▶
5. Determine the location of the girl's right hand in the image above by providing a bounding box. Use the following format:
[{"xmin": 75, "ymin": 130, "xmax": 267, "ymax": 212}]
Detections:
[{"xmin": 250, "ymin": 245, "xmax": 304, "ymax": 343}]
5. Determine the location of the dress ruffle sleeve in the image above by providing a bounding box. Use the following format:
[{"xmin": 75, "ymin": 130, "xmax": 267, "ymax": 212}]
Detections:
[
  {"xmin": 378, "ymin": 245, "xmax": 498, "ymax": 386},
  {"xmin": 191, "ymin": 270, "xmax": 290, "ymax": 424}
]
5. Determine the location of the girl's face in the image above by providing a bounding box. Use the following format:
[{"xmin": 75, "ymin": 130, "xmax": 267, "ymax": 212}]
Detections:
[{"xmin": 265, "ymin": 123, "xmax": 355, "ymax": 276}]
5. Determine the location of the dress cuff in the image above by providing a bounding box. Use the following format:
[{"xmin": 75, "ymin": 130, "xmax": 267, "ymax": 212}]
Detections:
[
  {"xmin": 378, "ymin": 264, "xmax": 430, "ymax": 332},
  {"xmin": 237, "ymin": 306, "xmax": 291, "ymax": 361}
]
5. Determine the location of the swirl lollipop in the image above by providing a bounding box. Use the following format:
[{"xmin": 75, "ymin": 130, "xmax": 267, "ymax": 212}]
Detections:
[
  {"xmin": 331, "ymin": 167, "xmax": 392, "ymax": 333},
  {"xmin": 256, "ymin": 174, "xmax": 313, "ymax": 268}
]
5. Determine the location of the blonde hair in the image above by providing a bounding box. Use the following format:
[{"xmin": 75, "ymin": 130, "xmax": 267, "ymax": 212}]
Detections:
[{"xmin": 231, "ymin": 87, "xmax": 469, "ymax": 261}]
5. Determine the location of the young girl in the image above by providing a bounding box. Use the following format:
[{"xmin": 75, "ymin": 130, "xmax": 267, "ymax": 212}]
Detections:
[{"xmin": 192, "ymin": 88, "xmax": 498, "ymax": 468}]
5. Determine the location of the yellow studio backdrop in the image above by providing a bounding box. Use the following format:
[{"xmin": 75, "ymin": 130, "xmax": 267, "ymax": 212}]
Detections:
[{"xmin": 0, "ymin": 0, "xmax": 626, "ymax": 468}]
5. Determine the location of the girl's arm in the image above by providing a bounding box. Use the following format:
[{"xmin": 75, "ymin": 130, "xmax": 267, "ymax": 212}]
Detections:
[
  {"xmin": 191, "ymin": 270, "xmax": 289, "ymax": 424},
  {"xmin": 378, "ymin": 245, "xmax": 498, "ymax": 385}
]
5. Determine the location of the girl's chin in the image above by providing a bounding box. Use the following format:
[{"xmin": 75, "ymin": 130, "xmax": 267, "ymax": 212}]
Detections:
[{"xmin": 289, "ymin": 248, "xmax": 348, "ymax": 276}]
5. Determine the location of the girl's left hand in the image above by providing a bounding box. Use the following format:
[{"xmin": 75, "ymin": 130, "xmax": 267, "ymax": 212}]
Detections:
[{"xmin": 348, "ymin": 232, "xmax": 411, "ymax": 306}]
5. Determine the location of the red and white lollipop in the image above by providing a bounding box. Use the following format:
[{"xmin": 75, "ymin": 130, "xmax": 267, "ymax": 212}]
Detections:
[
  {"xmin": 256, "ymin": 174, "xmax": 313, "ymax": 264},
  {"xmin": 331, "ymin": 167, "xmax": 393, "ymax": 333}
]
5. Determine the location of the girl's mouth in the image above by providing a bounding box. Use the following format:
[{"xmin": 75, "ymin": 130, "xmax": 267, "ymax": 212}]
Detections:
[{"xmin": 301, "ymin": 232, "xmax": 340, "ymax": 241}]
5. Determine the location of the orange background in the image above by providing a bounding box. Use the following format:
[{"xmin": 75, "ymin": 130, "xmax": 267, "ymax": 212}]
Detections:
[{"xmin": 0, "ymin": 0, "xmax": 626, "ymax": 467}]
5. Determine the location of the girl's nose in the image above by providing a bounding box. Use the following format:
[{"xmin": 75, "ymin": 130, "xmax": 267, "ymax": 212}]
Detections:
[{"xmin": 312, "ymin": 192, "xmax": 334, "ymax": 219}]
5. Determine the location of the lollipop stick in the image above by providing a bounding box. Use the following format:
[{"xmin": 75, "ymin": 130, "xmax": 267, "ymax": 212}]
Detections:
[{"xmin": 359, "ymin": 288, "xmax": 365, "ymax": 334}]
◀
* [Objective]:
Give only the number of lines in the items above that contain "hand", with case counting.

* [Exercise output]:
2